— START OF Given information —

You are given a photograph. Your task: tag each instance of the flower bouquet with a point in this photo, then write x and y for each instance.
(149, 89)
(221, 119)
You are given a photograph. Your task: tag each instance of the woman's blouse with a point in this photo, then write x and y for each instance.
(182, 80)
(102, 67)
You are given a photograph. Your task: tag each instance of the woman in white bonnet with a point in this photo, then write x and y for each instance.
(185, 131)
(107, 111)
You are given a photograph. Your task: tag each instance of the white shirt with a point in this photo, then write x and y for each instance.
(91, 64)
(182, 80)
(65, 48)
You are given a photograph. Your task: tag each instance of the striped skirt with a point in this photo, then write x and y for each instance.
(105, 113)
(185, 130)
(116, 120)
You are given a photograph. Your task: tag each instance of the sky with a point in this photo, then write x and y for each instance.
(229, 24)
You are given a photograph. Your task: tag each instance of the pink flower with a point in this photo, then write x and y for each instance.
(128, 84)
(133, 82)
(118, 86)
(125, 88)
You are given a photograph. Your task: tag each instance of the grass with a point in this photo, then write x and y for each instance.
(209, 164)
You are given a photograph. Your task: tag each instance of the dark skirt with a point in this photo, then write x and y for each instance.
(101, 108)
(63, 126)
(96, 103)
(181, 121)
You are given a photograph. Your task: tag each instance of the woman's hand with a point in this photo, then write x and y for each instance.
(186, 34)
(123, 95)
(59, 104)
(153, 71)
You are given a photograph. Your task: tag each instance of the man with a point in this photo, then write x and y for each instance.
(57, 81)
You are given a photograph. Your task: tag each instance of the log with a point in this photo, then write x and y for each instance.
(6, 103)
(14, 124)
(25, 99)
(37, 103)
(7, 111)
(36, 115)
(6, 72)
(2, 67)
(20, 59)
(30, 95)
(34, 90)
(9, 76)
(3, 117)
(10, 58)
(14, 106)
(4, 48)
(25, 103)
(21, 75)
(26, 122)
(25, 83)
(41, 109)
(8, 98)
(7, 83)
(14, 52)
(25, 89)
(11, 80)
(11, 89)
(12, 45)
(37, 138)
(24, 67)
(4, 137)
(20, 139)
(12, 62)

— END OF Given information —

What you should do: From the line holding "of the grass" through the last line above, reproduce each line exactly and add nothing.

Exercise response:
You are given a photograph. Your task: tag each instance of the grass with a point in this photo, then write x and y for each instance.
(209, 164)
You are given a photograph. Your task: tag each instance of the dark skirt with a point in this photo, then write x and y for each instance.
(101, 108)
(63, 126)
(96, 103)
(181, 121)
You are given a photograph. Your task: tag each instance of the woman's hand with a point in this photo, then write x and y for each instance.
(186, 34)
(123, 95)
(59, 104)
(153, 71)
You are given a photograph. Your task: tag each instance of the man with a point in this photo, then write x and y for each instance.
(57, 81)
You are given a photograph. Your task: tag each instance of the log with a point in this photo, then write x and y for each instance.
(6, 103)
(14, 124)
(25, 99)
(37, 103)
(7, 111)
(36, 115)
(6, 72)
(2, 67)
(20, 59)
(30, 95)
(34, 90)
(9, 76)
(3, 117)
(10, 58)
(14, 106)
(4, 48)
(25, 103)
(21, 75)
(26, 122)
(25, 83)
(41, 109)
(8, 98)
(7, 83)
(14, 52)
(25, 89)
(11, 80)
(11, 89)
(12, 45)
(37, 138)
(24, 67)
(4, 137)
(20, 139)
(12, 62)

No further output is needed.